_What the task asks_
Would you please output the lines from the one holding "Q: Find one point on every instance of the refrigerator door" to the end of the entries, exactly and with no others?

_Task inputs_
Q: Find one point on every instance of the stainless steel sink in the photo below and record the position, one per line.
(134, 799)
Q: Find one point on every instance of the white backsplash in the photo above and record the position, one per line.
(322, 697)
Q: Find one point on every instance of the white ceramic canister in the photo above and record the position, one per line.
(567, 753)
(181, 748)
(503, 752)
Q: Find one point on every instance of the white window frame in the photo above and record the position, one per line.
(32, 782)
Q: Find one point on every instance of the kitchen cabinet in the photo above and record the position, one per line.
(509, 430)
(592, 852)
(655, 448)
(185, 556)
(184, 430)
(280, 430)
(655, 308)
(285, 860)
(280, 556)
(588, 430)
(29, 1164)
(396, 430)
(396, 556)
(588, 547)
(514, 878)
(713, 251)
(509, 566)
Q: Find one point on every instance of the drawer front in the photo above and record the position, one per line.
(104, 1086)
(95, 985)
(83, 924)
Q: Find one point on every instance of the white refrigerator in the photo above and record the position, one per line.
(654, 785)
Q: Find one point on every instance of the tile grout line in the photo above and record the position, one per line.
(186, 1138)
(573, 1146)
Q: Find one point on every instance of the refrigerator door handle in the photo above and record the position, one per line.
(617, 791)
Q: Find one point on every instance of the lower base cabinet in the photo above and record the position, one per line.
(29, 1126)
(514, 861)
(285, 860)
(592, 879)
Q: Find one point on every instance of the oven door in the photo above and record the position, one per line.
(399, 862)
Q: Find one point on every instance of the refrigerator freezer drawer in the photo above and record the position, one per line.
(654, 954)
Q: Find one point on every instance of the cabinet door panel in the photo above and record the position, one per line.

_Worked solution_
Q: Find one point on every instance of the refrigerator door handle in the photo above and record the position, one per line.
(617, 791)
Q: Find one point on every instance of the lower base cabinet in the photo above and record the position, one per line.
(29, 1126)
(514, 861)
(285, 860)
(592, 879)
Q: Find one point on every instance of the oven door in the photo above and record the position, one per line.
(399, 862)
Q: Find one point on every instance of the refrigerator freezer drawer in the photo above and record the position, one per line.
(654, 954)
Q: Find one point on every instance of the cabinet door panel in the photo above and record the position, one per line.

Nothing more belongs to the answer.